SUPPLIED RECORDS:
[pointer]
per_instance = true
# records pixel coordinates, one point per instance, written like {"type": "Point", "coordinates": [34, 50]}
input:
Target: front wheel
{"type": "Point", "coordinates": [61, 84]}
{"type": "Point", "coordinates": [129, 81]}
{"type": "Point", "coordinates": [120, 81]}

WHAT YOU NEED TO DO: Update the items so that "pixel coordinates" reads "image coordinates", and leave every other line unchanged.

SOLUTION:
[pointer]
per_instance = true
# records image coordinates, one point per instance, written like {"type": "Point", "coordinates": [34, 50]}
input:
Target: front wheel
{"type": "Point", "coordinates": [61, 84]}
{"type": "Point", "coordinates": [129, 81]}
{"type": "Point", "coordinates": [120, 81]}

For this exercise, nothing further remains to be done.